O QUE FAZER
Reproduza fielmente todas as linhas das entradas abaixo e deixe as imagens fora da resposta.

CONJUNTO DE ENTRADAS
--------------------
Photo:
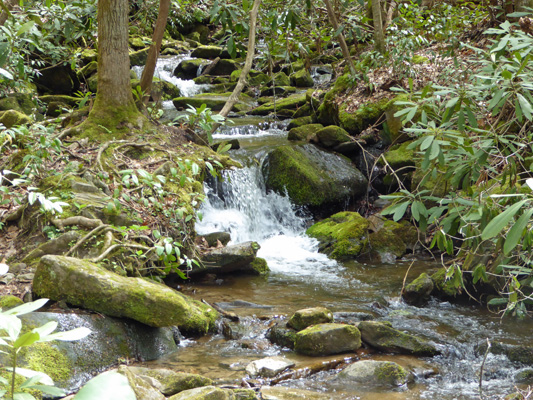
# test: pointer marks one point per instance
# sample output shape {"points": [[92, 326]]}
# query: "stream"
{"points": [[301, 277]]}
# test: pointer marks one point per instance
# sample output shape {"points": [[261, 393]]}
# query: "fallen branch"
{"points": [[78, 220]]}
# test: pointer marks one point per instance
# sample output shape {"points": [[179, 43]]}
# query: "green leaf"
{"points": [[499, 222], [109, 385], [515, 233]]}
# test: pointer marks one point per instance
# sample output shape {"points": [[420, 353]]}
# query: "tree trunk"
{"points": [[379, 38], [153, 52], [114, 105], [340, 36], [247, 64], [6, 7]]}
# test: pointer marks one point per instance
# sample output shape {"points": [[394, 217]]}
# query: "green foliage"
{"points": [[14, 340], [483, 161]]}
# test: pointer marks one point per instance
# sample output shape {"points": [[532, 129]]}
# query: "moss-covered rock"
{"points": [[375, 373], [289, 103], [331, 136], [444, 287], [366, 115], [85, 284], [385, 338], [326, 339], [304, 132], [343, 235], [173, 382], [301, 319], [11, 118], [312, 177], [209, 52], [301, 78], [418, 291]]}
--------------------
RESPOSTA
Photo:
# test: pointer marks one point per instance
# sample output shape {"points": [[92, 326]]}
# query: "stream"
{"points": [[301, 277]]}
# test: pointer marks one point per instance
# sample output shape {"points": [[261, 393]]}
# query: "fallen branch"
{"points": [[78, 220]]}
# test: pointer marks one point per instance
# sample output shape {"points": [[179, 43]]}
# query: "green leaf"
{"points": [[499, 222], [109, 385], [515, 233]]}
# test: pointer marks one point per instance
# sample output shape {"points": [[420, 353]]}
# query: "tree trunk"
{"points": [[379, 38], [153, 52], [114, 105], [340, 36], [247, 64], [6, 7]]}
# test: pointer marks one point per instance
# sample output shape {"points": [[394, 217]]}
# query: "green foliage"
{"points": [[14, 340], [483, 161]]}
# test: pointer marks one point per instance
# sample output shape {"points": [[532, 129]]}
# query: "moss-covered rock"
{"points": [[375, 373], [289, 103], [331, 136], [444, 287], [366, 115], [85, 284], [385, 338], [326, 339], [304, 132], [343, 235], [173, 382], [301, 319], [11, 118], [312, 177], [209, 52], [301, 78], [418, 291]]}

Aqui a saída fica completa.